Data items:
┌────────
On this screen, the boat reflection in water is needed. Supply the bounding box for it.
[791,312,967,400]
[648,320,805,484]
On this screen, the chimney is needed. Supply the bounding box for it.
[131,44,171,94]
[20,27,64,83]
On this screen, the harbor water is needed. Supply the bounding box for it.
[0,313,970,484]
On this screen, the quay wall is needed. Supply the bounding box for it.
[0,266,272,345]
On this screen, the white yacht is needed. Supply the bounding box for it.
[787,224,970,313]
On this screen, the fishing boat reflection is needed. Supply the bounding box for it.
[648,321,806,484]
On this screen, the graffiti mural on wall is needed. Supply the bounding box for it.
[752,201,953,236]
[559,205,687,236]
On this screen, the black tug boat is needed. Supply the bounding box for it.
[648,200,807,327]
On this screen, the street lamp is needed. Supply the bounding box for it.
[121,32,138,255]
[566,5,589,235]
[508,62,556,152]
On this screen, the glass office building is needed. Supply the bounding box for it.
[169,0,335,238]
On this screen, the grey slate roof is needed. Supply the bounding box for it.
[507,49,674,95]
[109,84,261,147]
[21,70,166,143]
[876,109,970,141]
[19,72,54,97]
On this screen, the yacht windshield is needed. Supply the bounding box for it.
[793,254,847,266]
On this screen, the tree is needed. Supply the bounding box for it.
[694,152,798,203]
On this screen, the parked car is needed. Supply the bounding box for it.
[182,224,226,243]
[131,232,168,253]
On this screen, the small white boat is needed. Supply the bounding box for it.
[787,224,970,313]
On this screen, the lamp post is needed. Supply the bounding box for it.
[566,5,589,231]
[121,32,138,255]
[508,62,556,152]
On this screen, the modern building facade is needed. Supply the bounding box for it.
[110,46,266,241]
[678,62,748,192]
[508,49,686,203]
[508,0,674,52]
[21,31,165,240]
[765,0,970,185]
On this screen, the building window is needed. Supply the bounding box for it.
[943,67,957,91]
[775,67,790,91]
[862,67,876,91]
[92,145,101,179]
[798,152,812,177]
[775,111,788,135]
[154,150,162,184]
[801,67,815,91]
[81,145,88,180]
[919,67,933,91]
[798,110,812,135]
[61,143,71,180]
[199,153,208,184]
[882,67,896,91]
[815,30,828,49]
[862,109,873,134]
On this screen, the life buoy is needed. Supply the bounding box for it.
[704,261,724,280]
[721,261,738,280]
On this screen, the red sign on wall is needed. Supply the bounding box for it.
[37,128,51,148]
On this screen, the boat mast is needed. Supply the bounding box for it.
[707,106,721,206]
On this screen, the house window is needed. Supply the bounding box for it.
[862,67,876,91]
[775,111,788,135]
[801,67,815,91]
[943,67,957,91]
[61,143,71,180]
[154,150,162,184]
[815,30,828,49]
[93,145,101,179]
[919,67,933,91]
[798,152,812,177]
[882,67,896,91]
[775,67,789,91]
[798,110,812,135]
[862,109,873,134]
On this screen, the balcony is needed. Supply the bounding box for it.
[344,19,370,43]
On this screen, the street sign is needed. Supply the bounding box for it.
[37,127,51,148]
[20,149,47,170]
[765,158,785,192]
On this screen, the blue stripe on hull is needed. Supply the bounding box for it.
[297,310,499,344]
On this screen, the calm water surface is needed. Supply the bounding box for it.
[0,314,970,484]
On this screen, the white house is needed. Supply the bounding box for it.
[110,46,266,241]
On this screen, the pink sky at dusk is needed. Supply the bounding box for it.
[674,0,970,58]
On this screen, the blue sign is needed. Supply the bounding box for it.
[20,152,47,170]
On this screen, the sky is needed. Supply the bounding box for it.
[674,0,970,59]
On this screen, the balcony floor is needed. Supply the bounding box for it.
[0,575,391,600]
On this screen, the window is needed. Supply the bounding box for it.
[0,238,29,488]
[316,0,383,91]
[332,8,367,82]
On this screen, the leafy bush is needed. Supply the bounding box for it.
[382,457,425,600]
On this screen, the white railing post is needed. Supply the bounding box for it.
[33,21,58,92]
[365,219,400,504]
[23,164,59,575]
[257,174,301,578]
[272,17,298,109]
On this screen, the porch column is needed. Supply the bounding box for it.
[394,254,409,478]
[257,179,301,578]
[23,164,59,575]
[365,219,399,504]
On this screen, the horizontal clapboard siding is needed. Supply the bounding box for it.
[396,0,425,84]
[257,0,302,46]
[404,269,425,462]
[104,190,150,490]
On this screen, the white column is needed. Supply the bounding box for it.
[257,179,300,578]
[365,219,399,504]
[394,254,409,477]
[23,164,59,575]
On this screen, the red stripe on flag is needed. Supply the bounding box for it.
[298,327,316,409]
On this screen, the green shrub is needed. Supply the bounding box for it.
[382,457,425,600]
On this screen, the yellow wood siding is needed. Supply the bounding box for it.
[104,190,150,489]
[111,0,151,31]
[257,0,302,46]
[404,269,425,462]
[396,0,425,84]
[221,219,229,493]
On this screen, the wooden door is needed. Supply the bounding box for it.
└────────
**What is asked**
Reproduce every data item above verbatim.

**Full output**
On this screen, the boat reflection in water is needed. Supply the bounding box for it.
[791,312,967,400]
[648,320,805,484]
On this screen, the chimney is needed. Supply the bounding box for it.
[131,44,171,94]
[20,27,64,83]
On this screen, the harbor water is needed. Supply the bounding box for it.
[0,313,970,484]
On this screen, the quay wall is needed. Supply the bounding box for it.
[0,266,272,345]
On this screen, the white yacht is needed. Supply the bounding box for it.
[787,224,970,313]
On this screen, the fishing boat reflection is needed. Supply the bounding box for it.
[648,321,806,484]
On this screen, the graffiti mural on wall is needed. Supply the bounding box for it.
[752,201,953,236]
[559,205,687,236]
On this screen, the black tug boat is needed. Supply the bounding box for it.
[648,200,807,327]
On this screen, the street lamp is needed. Supply the bounding box for it.
[121,32,138,255]
[566,5,589,235]
[508,62,556,152]
On this screen, the glass office building is needed. Supply the bounding box for it.
[169,0,335,238]
On this screen, the grey slate roof is needed. Supply the bounding box for it.
[507,49,674,95]
[109,84,261,147]
[21,70,166,143]
[876,109,970,141]
[19,72,54,97]
On this screen, the yacht windshield is needed. Supply the bounding box for it.
[793,254,847,266]
On this screen, the tree is needed. Supply the bounding box for it.
[694,152,798,203]
On this screen, the parked car is needed. Supply the bounding box for it.
[182,224,226,243]
[131,232,168,253]
On this screen, the small white boat is needed. Supply the bounding box for it.
[787,224,970,313]
On this screen, the lamp post is needed. Supply the bounding box for it.
[566,5,589,231]
[121,32,138,255]
[508,62,556,152]
On this screen, the modern building facade is needed. Supply the bounding box for it.
[110,46,266,241]
[678,62,748,192]
[508,49,686,203]
[508,0,674,52]
[21,31,165,240]
[765,0,970,185]
On this screen, the building window is needed. Supply the bounding box for it.
[943,67,957,91]
[775,67,790,91]
[862,67,876,91]
[92,145,101,179]
[798,152,812,177]
[775,111,788,135]
[154,150,162,184]
[801,67,815,91]
[81,145,88,180]
[919,67,933,91]
[798,110,812,135]
[61,143,71,180]
[199,153,208,184]
[882,67,896,91]
[815,30,828,49]
[862,109,873,134]
On this screen, the life buoy is needed. Supply the bounding box for it.
[704,261,724,280]
[721,261,738,280]
On this screen, the red sign on wall is needed. Supply the bounding box for it.
[37,128,51,148]
On this screen, the boat mast is needed. Supply the bounding box for it.
[707,106,721,206]
On this screen, the house window is needed. Supply the bounding box for it.
[862,67,876,91]
[775,111,788,135]
[801,67,815,91]
[943,67,957,91]
[61,143,71,180]
[154,150,162,184]
[815,30,828,49]
[93,145,101,179]
[919,67,933,91]
[798,152,812,177]
[882,67,896,91]
[775,67,789,91]
[798,110,812,135]
[862,109,873,134]
On this screen, the balcony is needed. Supply the bounding box for it.
[344,19,370,43]
On this screen, the street sign is needed. Supply the bounding box for it.
[37,127,51,148]
[20,149,47,170]
[765,158,785,192]
On this screen, the blue stripe on hull is needed. Supply the bounding box for it.
[297,310,499,344]
On this screen, the calm water surface is needed. Supply the bounding box for it.
[0,314,970,484]
On this screen, the white house is needed. Supply the bounding box for it.
[110,46,266,241]
On this screen, the pink sky at dusk is needed. Supply the bounding box for it.
[674,0,970,58]
On this screen, the blue sign is needed. Supply the bounding box for it.
[20,152,47,170]
On this screen, the sky is needed. Supply the bounding box for it.
[674,0,970,59]
On this screen, the balcony floor is needed. Supply the bounding box for it.
[0,575,391,600]
On this screen, the window is needed. Supply the bounding box for it.
[0,238,29,488]
[316,0,383,91]
[332,8,367,82]
On this screen, the leafy bush is needed. Supply the bounding box for it.
[382,457,425,600]
On this screen, the white railing post is needed. Supply the bounding box for it.
[33,21,58,92]
[365,219,400,504]
[23,164,59,575]
[257,174,301,578]
[272,17,298,109]
On this screen, the porch column is needed. Supply the bounding box for it.
[394,254,409,478]
[257,179,301,578]
[23,164,59,575]
[365,219,399,504]
On this screen, the horizontal clapboard siding is needed. Supply the bounding box for it.
[396,0,425,84]
[257,0,302,46]
[404,269,425,462]
[104,190,150,490]
On this screen, the white column is needed. Supply the bounding box for it.
[257,179,300,578]
[365,219,399,504]
[394,254,409,477]
[23,164,59,575]
On this screen, the red stripe on flag is needed. Supply the bounding box for it.
[298,327,316,409]
On this screen, the green shrub is needed. Supply the bounding box for it.
[382,457,425,600]
On this screen, the yellow wood siding is needed. Supply the bounding box for it.
[104,190,150,489]
[111,0,151,31]
[257,0,302,46]
[404,269,425,462]
[396,0,425,84]
[221,219,229,493]
On this screen, the wooden door is needed. Supply the bounding box for it.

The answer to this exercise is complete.